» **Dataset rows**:
* * * * * * * * *

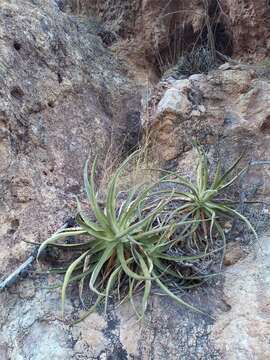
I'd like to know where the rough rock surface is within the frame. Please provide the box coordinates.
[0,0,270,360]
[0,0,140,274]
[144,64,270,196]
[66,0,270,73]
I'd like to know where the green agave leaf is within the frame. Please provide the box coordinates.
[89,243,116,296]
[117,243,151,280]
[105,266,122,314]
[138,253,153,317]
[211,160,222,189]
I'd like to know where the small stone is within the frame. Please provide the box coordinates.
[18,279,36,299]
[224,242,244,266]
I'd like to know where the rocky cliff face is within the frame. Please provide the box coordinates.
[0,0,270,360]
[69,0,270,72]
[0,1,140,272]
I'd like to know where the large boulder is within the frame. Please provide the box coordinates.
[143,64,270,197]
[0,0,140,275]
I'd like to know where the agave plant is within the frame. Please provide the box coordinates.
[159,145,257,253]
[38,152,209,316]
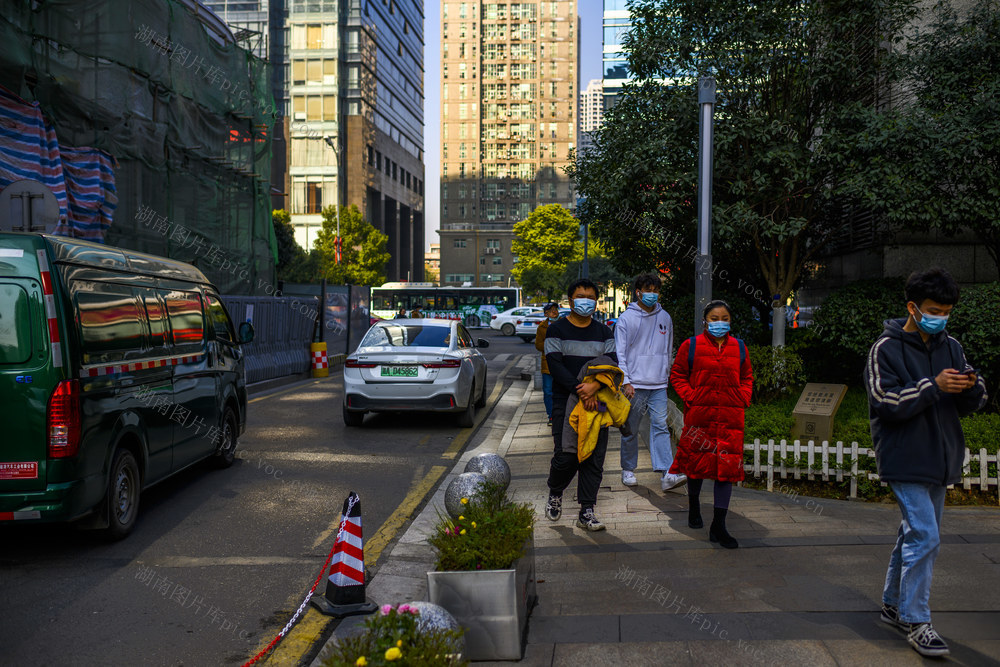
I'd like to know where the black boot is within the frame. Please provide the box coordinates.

* * * * * * * * *

» **TO BE DONE**:
Filter the entries above down to the lines that contain the word "frame", and copy each matching line unchanged.

» **COMPLETED TASK**:
I'd like to know where the rough rock surface is within the frame. Please provide the box coordinates.
I'd like to know where the green agave leaf is within the frame. Please provide the box coordinates.
I'd like to know where the small stone is within the frame. Please provide the box coordinates.
I'd like to know where the rocky cliff face is within the frame. Please provide the box coordinates.
I'd like to know where the large boulder is within the frame. Please provide the box coordinates.
I'd like to know where the agave plant is within the frame. Please provide the box coordinates.
I'd like to know where the black boot is within the frame. Please provide the box coordinates.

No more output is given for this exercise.